# Texte fourni
┄┄┄┄┄┄
La crise Covid est une calamité dont nous n’avons pas fini de mesurer les conséquences. La crise sanitaire, économique et sociale qui en résulte a notamment agit comme un révélateur des inégalités sociales, un exhausteur des injustices sociales. C’est le cas pour les files d’attente de la honte qui sont venues secouer « les bonnes consciences » qui s’accommodaient jusqu’ici sans trop d’états d’âme de ce que les acteurs de terrain dans leur manifeste de 2013 appelaient : « La Genève escamotée ».

Depuis, la pauvreté et la précarité n’ont cessé de croitre. Les associations œuvrant sur le terrain travaillaient avec acharnement à trouver des solutions. Elles négociaient pied à pied pour mettre en place des solutions d’hébergement respectueuses des personnes et ouvrant sur des perspectives. Mais les avancées restaient modestes face à l’ampleur des besoins. Puis la crise covid a là-encore joué un triste rôle d’accélérateur. Mais, à son actif, elle n’a pas seulement largement accentué le nombre de victimes de la pauvreté, mais elle a aussi obligé les autorités à agir.
┄┄┄┄┄┄
# Les données
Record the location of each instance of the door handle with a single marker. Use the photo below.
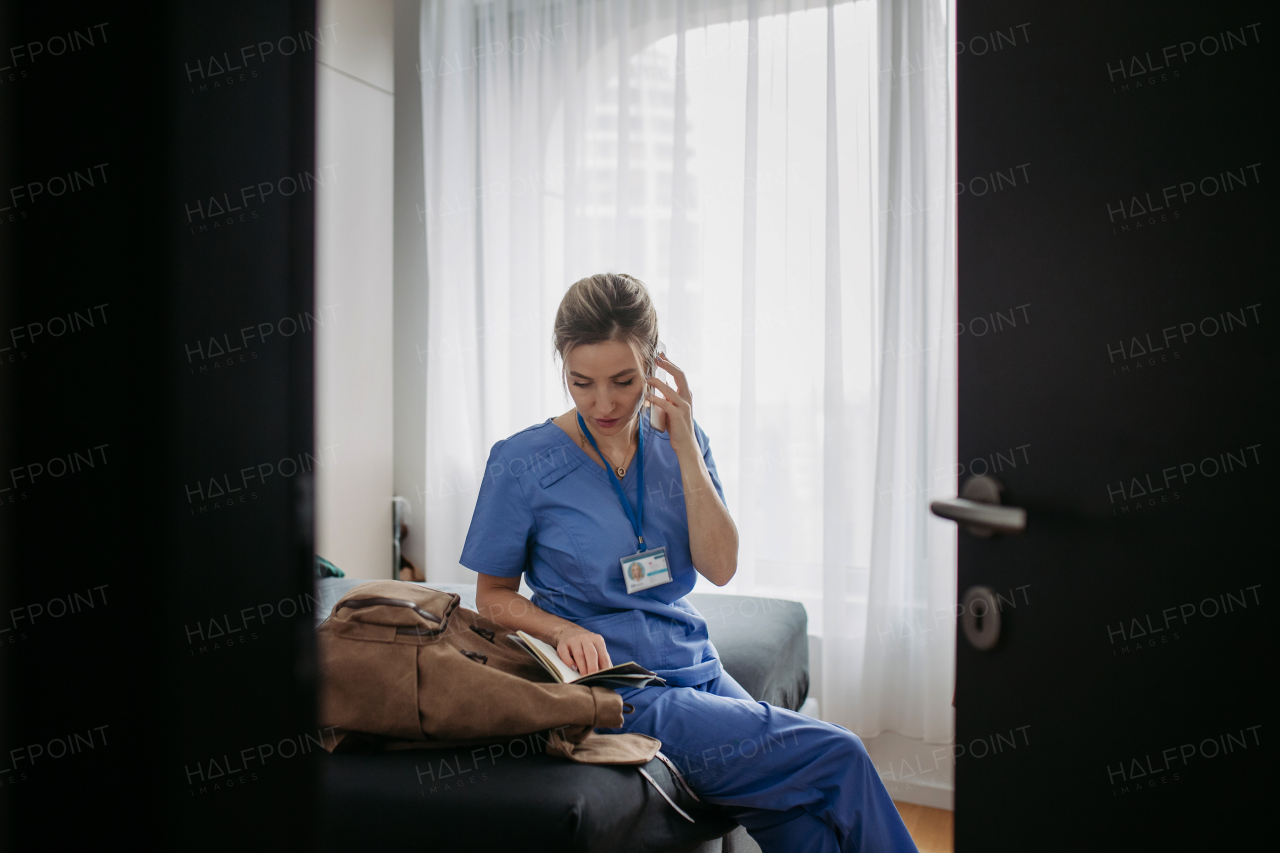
┄┄┄┄┄┄
# Consigne
Recopiez le passage du texte sur la crise Covid compris entre « Depuis, la pauvreté » et « autorités à agir. », bornes incluses, en renommant « associations » en « organisations ».

# Réponse
Depuis, la pauvreté et la précarité n’ont cessé de croitre. Les organisations œuvrant sur le terrain travaillaient avec acharnement à trouver des solutions. Elles négociaient pied à pied pour mettre en place des solutions d’hébergement respectueuses des personnes et ouvrant sur des perspectives. Mais les avancées restaient modestes face à l’ampleur des besoins. Puis la crise covid a là-encore joué un triste rôle d’accélérateur. Mais, à son actif, elle n’a pas seulement largement accentué le nombre de victimes de la pauvreté, mais elle a aussi obligé les autorités à agir.